[BEGIN]

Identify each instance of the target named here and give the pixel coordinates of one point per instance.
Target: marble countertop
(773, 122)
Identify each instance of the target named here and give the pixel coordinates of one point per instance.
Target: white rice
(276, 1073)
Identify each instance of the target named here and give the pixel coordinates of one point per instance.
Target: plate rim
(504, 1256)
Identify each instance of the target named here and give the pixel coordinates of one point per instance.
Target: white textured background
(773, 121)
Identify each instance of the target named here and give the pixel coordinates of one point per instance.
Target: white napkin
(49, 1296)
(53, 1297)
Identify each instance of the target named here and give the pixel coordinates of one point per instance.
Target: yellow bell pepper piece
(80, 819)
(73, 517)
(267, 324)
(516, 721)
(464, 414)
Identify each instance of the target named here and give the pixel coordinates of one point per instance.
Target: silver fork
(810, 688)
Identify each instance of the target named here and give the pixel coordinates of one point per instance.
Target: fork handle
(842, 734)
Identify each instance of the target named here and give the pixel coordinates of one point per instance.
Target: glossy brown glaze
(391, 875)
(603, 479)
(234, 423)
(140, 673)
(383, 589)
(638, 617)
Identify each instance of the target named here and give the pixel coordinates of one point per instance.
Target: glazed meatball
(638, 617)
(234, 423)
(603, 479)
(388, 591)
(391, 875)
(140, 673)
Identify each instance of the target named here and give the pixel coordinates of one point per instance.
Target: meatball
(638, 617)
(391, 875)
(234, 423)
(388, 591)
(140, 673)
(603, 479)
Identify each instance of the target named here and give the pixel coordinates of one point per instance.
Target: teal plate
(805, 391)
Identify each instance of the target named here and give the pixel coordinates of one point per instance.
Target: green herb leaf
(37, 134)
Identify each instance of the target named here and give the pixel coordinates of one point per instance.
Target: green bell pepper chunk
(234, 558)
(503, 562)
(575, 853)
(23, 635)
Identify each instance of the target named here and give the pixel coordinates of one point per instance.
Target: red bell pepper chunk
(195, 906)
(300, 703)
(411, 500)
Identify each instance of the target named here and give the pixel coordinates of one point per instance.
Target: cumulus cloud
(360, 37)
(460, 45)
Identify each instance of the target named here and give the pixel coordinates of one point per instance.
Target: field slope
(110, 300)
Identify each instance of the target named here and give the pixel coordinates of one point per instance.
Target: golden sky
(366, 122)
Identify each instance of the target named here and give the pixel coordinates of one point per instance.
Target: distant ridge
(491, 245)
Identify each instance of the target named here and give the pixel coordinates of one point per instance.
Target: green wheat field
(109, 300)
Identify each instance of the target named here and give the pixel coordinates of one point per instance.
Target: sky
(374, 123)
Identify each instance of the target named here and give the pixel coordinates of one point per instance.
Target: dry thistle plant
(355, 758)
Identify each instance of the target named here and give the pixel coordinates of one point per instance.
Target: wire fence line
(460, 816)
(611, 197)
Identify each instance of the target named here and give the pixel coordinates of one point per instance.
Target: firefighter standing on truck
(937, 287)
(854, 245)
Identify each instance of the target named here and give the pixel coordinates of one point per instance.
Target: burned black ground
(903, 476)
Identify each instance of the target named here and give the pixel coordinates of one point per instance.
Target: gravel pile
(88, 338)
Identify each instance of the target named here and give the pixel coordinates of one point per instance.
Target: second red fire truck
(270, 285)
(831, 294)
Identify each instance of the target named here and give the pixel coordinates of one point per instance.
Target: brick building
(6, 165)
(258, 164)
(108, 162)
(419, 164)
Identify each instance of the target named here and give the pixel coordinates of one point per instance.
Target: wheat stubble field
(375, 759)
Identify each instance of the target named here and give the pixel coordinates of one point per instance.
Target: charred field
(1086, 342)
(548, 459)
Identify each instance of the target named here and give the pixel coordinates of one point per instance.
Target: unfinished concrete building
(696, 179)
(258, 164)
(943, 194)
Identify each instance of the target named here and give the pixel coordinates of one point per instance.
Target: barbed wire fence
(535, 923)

[END]

- PROMPT
Pick out every line above that contains the string "green" and copy each one. Case counts.

- FULL SOLUTION
Target: green herb leaf
Target: green bell pepper chunk
Target: green wheat field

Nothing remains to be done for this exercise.